**Given instruction:** Output every record word for word.

**Records for this exercise:**
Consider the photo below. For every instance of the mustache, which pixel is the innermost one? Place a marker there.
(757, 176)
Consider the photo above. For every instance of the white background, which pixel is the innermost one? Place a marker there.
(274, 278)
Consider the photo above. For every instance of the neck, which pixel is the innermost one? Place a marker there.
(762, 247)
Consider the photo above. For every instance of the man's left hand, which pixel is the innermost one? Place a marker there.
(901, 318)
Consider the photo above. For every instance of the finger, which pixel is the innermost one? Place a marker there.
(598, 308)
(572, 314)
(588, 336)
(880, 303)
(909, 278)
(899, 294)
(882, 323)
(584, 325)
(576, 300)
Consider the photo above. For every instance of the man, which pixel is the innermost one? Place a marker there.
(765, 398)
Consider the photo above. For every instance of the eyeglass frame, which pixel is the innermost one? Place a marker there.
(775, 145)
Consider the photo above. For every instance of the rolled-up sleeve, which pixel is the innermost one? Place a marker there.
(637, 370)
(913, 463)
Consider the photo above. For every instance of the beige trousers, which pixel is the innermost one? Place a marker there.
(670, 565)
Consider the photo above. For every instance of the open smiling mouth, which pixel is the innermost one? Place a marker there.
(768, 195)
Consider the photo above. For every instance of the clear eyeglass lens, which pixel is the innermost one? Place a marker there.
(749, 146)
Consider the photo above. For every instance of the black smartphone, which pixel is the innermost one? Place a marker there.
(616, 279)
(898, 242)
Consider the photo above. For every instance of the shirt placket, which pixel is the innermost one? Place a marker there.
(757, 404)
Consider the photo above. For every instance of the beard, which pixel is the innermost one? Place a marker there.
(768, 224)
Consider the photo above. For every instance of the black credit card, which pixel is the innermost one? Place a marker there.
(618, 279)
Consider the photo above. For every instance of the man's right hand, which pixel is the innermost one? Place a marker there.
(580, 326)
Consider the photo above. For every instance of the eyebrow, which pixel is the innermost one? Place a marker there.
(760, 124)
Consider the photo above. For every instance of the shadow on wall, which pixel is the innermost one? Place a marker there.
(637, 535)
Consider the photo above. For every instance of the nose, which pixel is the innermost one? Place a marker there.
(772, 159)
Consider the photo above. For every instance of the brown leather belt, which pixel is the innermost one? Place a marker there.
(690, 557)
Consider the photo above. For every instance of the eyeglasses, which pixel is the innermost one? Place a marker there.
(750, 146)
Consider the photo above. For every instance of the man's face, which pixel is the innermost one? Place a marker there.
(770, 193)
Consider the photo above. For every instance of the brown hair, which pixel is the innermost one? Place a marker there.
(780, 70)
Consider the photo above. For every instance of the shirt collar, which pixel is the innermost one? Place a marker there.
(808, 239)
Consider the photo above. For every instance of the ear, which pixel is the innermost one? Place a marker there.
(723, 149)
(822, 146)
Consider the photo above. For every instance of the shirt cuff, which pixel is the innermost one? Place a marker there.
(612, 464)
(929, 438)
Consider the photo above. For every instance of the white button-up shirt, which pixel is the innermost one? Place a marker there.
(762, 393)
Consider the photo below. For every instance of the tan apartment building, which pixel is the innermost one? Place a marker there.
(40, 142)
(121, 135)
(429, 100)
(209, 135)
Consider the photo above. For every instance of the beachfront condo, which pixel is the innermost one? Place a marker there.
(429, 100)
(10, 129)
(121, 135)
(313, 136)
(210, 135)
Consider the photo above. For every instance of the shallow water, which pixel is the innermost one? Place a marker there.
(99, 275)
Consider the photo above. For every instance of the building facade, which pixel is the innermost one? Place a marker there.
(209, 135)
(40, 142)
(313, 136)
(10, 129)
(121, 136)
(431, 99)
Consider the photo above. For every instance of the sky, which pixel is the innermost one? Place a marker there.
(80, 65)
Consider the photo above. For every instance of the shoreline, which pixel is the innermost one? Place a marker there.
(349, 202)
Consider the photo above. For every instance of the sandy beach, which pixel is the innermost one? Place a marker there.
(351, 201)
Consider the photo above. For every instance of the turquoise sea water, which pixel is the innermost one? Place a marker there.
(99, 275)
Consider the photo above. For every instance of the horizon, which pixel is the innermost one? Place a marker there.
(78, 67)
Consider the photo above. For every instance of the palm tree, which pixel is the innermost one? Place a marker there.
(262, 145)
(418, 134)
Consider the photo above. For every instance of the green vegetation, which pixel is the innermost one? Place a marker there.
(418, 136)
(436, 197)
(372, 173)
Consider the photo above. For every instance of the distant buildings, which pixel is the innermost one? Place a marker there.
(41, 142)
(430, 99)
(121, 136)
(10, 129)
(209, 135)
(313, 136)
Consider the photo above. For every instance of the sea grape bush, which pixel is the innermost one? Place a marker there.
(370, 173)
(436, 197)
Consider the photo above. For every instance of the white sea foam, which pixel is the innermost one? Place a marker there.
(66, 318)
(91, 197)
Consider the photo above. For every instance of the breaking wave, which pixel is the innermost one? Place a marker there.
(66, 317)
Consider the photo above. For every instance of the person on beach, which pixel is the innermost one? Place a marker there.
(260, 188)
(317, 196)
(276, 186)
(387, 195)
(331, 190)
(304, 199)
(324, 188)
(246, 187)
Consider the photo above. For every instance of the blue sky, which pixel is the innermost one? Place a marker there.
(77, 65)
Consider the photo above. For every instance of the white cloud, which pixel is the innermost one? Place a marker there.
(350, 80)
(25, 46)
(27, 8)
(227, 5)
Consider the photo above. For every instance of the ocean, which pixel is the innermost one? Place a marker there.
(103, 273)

**Complete response:**
Consider the photo below. For every instance of the mustache, which pixel is the innermost one? Place a marker there.
(757, 176)
Consider the photo above. For every instance of the white background, which pixel is the innermost one? Place a marker there.
(274, 278)
Consider the photo above. For every instance of the neck, which pixel is the innermost one? Place a marker there.
(762, 247)
Consider the photo above. For every instance of the man's left hand, which pixel is the innermost one? Place a marker there.
(901, 318)
Consider the photo above. For every instance of the finger, which pixel is the innermost one? Place a marker there.
(598, 308)
(572, 314)
(588, 336)
(880, 303)
(909, 278)
(899, 294)
(882, 323)
(584, 325)
(576, 300)
Consider the photo above. For every instance of the man, which pixel is the innermost one? Place a marker there.
(765, 398)
Consider the photo above. For every instance of the eyeglass frame, which pixel is the innermost one? Place a marker there.
(775, 145)
Consider the photo above. For every instance of the rolled-up sleeve, which pixel is the innermost one? Place a marker there.
(637, 370)
(913, 463)
Consider the photo above. For every instance of the beige trousers, which pixel is the innermost one? Place a marker there.
(670, 565)
Consider the photo above. For every instance of the open smiling mouth, which pixel is the innermost one? Place a marker there.
(768, 195)
Consider the photo above. For every instance of the clear eyeglass lens, which pixel is the innermost one? Place a marker there.
(749, 146)
Consider the photo above. For every instance of the black smartphone, which pixel is the innermost one? Place a marker there.
(616, 279)
(898, 242)
Consider the photo above. For every instance of the shirt placket, which pixel is the innermost one? Place a marker there.
(757, 404)
Consider the photo above. For every instance of the beard, which pixel is the innermost one? Place a marker there.
(768, 224)
Consider the photo above. For every instance of the black credit card, which pixel is the innermost one? Place a marker there.
(618, 279)
Consider the photo above. For every instance of the man's right hand, which pixel is the innermost one? Place a marker there.
(580, 326)
Consider the photo above. For every instance of the eyebrow, which pixel is the innermost one? Place a marker there.
(760, 124)
Consider the photo above. For every instance of the shadow on wall, which pixel is the innermost one? Place a marker there.
(637, 535)
Consider the photo above. For every instance of the nose, which pixel is the innermost one? Place a marker there.
(772, 159)
Consider the photo above. For every instance of the brown leather belt, which pixel is the innermost one? Place a marker there.
(690, 557)
Consider the photo above. For every instance of the eyeglasses, which pixel is the innermost one? Place a marker there.
(750, 146)
Consider the photo above. For every instance of the man's face, which pixel is the innermost one? Place a marker there.
(770, 193)
Consider the photo above. For every instance of the brown hair, which pixel is the innermost one? Place a marker there.
(780, 70)
Consider the photo above. For every instance of the shirt collar, which pixel is the innermost one? Place a marker there.
(808, 239)
Consider the photo above. For every instance of the ear, which pixel is the innermost one? Place a marker there.
(723, 149)
(822, 146)
Consider the photo above. For every instance of the shirt cuff, which pixel is the innermost one? Place a marker there.
(612, 464)
(929, 438)
Consider the photo above. For every instance of the white button-up shirt, which pixel is the innermost one? Place a marker there.
(762, 393)
Consider the photo below. For every instance of the tan apartment building, which pixel is the innermost one? Place a marker there.
(40, 142)
(121, 135)
(429, 100)
(209, 135)
Consider the photo above. For every instance of the beachfront condo, which pixel is the innermost one? Place a marker there.
(429, 100)
(10, 129)
(121, 135)
(313, 136)
(210, 135)
Consider the photo above. For every instance of the shallow water, which pixel is the innermost one? Place a marker there.
(99, 275)
Consider the photo above. For every instance of the building facade, which pixel is the innermost one? Place a marker there.
(209, 135)
(40, 142)
(313, 136)
(10, 129)
(121, 136)
(431, 99)
Consider the photo above. For every instance of the sky, which pixel is the innermost one? Place a marker there.
(80, 65)
Consider the photo above. For every instance of the shoreline, which pixel is the innermost one? Place a marker there.
(349, 202)
Consider the photo above. For every instance of the sandy beach, which pixel is the innermost one? Place a marker there.
(351, 201)
Consider the photo above. For every instance of the turquoise sea water, which pixel is the innermost one? Place a marker there.
(99, 275)
Consider the photo above. For every instance of the horizon, which pixel is the innermost one? Place a marker there.
(78, 67)
Consider the photo above. For every instance of the palm tree, which pixel is the innermost one? Place a marker there.
(262, 145)
(418, 134)
Consider the photo above. For every instance of the green vegetation, which pixel is the innermost one? Place a marker there.
(418, 136)
(436, 197)
(372, 173)
Consider the photo above. For every instance of the distant buildings, which pixel is the innermost one? Place a marker there.
(41, 142)
(430, 99)
(121, 136)
(10, 129)
(209, 135)
(313, 136)
Consider the photo above. For every instance of the sea grape bush, which pixel is the innermost one? Place a marker there.
(370, 173)
(436, 197)
Consider the photo above. For every instance of the white sea foam, which pixel is the innermost one? Place a marker there.
(66, 318)
(91, 197)
Consider the photo above. For every instance of the breaking wave, which pixel is the innermost one? Place a marker there.
(66, 317)
Consider the photo above. For every instance of the person on beach, which pixel is the innermost one? Place a marker there.
(260, 188)
(317, 196)
(276, 186)
(387, 195)
(331, 190)
(304, 199)
(324, 188)
(246, 187)
Consider the photo above. For every instance of the blue sky, which pixel is the innermost one? Place a marker there.
(77, 65)
Consider the photo above. For every instance of the white cloud, which pixel is the innermost one? Place a marker there.
(350, 80)
(25, 46)
(27, 8)
(227, 5)
Consider the photo above. For every instance of the ocean, which pixel is the innermost one? Place a marker there.
(103, 273)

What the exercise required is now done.